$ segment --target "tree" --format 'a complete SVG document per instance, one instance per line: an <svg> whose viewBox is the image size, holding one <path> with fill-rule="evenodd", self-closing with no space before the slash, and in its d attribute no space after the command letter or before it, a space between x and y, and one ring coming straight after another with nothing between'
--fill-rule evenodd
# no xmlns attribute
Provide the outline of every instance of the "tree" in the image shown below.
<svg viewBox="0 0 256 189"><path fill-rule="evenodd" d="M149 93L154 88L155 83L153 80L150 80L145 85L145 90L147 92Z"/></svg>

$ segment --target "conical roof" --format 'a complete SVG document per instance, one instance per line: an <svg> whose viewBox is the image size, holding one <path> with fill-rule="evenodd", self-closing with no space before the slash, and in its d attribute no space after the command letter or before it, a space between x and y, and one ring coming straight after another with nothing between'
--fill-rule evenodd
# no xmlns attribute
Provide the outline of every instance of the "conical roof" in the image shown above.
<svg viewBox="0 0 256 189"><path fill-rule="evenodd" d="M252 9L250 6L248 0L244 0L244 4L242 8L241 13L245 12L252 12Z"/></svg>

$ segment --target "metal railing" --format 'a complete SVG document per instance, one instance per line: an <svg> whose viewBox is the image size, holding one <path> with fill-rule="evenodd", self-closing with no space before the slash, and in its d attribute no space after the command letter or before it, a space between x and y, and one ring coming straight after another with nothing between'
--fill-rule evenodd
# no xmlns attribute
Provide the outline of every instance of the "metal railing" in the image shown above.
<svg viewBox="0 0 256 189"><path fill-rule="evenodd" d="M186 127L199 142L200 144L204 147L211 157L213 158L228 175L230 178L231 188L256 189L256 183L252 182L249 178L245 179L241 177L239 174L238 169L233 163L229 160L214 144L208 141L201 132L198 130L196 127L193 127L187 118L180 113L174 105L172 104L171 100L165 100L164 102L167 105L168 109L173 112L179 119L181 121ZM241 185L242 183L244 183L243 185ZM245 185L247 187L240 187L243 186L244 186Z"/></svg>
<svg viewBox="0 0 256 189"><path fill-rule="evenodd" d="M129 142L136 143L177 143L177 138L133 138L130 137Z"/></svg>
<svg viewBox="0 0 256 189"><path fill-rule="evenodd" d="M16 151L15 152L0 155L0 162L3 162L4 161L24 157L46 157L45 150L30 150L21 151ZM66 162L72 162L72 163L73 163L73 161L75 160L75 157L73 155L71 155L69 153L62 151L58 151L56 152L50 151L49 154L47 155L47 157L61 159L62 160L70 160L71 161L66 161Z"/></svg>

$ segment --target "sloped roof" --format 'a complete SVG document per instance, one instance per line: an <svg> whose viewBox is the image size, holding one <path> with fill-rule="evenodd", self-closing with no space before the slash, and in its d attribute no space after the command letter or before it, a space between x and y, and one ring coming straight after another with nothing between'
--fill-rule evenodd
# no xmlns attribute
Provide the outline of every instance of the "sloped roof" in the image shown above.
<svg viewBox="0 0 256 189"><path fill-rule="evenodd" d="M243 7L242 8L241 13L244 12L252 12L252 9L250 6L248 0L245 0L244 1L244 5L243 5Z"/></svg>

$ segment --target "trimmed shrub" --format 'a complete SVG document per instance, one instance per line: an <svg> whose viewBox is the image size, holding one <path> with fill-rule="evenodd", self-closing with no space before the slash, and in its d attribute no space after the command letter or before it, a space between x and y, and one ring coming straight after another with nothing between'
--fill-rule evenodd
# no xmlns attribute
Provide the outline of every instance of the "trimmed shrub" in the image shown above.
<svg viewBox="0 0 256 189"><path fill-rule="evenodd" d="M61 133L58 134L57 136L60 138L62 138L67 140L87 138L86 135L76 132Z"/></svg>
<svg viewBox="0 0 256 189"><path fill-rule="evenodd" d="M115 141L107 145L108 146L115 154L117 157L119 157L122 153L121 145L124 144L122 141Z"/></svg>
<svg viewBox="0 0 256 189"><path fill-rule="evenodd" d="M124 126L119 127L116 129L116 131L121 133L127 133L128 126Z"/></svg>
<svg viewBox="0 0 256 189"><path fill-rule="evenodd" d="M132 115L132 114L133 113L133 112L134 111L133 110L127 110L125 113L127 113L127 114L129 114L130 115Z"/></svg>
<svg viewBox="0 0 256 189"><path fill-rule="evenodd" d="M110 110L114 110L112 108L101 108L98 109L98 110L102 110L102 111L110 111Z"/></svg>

_What you should do_.
Rewrite every line of the records above as a Markdown table with the columns Row and Line. Number the rows in order, and leave out the blank lines.

_In response_.
| Row | Line |
|---|---|
| 1 | $ segment --target "tree" --format 'a complete SVG document per instance, one instance per line: an <svg> whose viewBox is the image size, holding one <path> with fill-rule="evenodd", self-closing with no space before the slash, and in its d attribute no space after the command letter or before it, a space between x and y, and one ring coming straight after another with nothing between' |
| 2 | --fill-rule evenodd |
| 3 | # no xmlns attribute |
| 4 | Provide the outline of every instance of the "tree" in the image shown below. |
| 5 | <svg viewBox="0 0 256 189"><path fill-rule="evenodd" d="M149 93L154 88L155 83L153 80L150 80L145 85L145 90L147 92Z"/></svg> |
| 6 | $ segment --target "conical roof" --format 'a complete SVG document per instance, one instance per line: an <svg> whose viewBox is the image size, holding one <path> with fill-rule="evenodd", self-closing with no space before the slash, and in its d attribute no space after the command letter or before it, a space between x and y, and one ring coming straight after another with nothing between' |
| 7 | --fill-rule evenodd |
| 8 | # no xmlns attribute |
| 9 | Provide the outline of every instance of the "conical roof" in the image shown above. |
| 10 | <svg viewBox="0 0 256 189"><path fill-rule="evenodd" d="M252 9L250 6L248 0L244 0L244 4L242 8L241 13L245 12L252 12Z"/></svg> |
| 11 | $ segment --target "metal railing" --format 'a complete SVG document per instance, one instance per line: an <svg> whose viewBox is the image size, holding one <path> with fill-rule="evenodd", self-closing with no space before the slash, and in its d attribute no space after the command letter or before it, a space between x and y, and one ring coming straight after another with nothing between' |
| 12 | --fill-rule evenodd |
| 13 | # no xmlns attribute |
| 14 | Provide the outline of every instance of the "metal railing" in the image shown above. |
| 15 | <svg viewBox="0 0 256 189"><path fill-rule="evenodd" d="M186 127L199 142L200 144L204 147L211 157L213 158L228 175L230 178L231 188L256 189L256 183L252 182L249 178L245 179L241 177L239 174L238 169L233 163L229 160L214 144L208 141L201 132L198 130L196 127L193 127L187 118L180 113L174 105L172 104L171 100L165 100L164 102L167 105L168 109L173 112L179 119L181 121ZM241 185L242 183L244 183L243 185ZM245 185L247 187L240 187L243 186L244 186Z"/></svg> |
| 16 | <svg viewBox="0 0 256 189"><path fill-rule="evenodd" d="M129 142L136 143L177 143L177 138L133 138L130 137Z"/></svg> |
| 17 | <svg viewBox="0 0 256 189"><path fill-rule="evenodd" d="M16 151L15 152L0 155L0 162L3 162L4 161L24 157L46 157L45 150L30 150L21 151ZM66 162L72 162L72 163L73 163L73 161L75 160L75 157L73 155L71 155L69 153L62 151L58 151L56 152L50 151L49 154L47 155L47 157L61 159L62 160L70 160L71 161L66 161Z"/></svg> |
| 18 | $ segment --target "sloped roof" --format 'a complete SVG document per instance, one instance per line: an <svg> whose viewBox is the image size, holding one <path> with fill-rule="evenodd", self-closing with no space before the slash, and in its d attribute no space after the command letter or before it, a space between x and y, and one ring coming straight after another with nothing between' |
| 19 | --fill-rule evenodd |
| 20 | # no xmlns attribute |
| 21 | Provide the outline of every instance of the "sloped roof" in the image shown above. |
| 22 | <svg viewBox="0 0 256 189"><path fill-rule="evenodd" d="M243 7L242 8L241 13L244 12L252 12L252 9L250 6L248 0L245 0L244 1L244 5L243 5Z"/></svg> |
| 23 | $ segment --target "trimmed shrub" --format 'a complete SVG document per instance, one instance per line: an <svg> whose viewBox is the image size, holding one <path> with fill-rule="evenodd", self-closing with no space before the slash, and in its d attribute no space after the command letter or before it, a space between x and y, and one ring coming straight after another with nothing between' |
| 24 | --fill-rule evenodd |
| 25 | # no xmlns attribute |
| 26 | Provide the outline of every instance of the "trimmed shrub" in the image shown above. |
| 27 | <svg viewBox="0 0 256 189"><path fill-rule="evenodd" d="M61 133L58 134L57 136L60 138L62 138L67 140L87 138L86 135L76 132Z"/></svg> |
| 28 | <svg viewBox="0 0 256 189"><path fill-rule="evenodd" d="M115 141L107 145L108 146L115 154L117 157L119 157L122 153L121 145L124 144L122 141Z"/></svg> |
| 29 | <svg viewBox="0 0 256 189"><path fill-rule="evenodd" d="M124 126L119 127L116 129L116 131L121 133L127 133L128 126Z"/></svg> |
| 30 | <svg viewBox="0 0 256 189"><path fill-rule="evenodd" d="M132 115L132 114L133 113L133 112L134 111L133 110L127 110L125 113L127 113L127 114L129 114L130 115Z"/></svg> |
| 31 | <svg viewBox="0 0 256 189"><path fill-rule="evenodd" d="M110 110L114 110L112 108L101 108L98 109L98 110L102 110L102 111L110 111Z"/></svg> |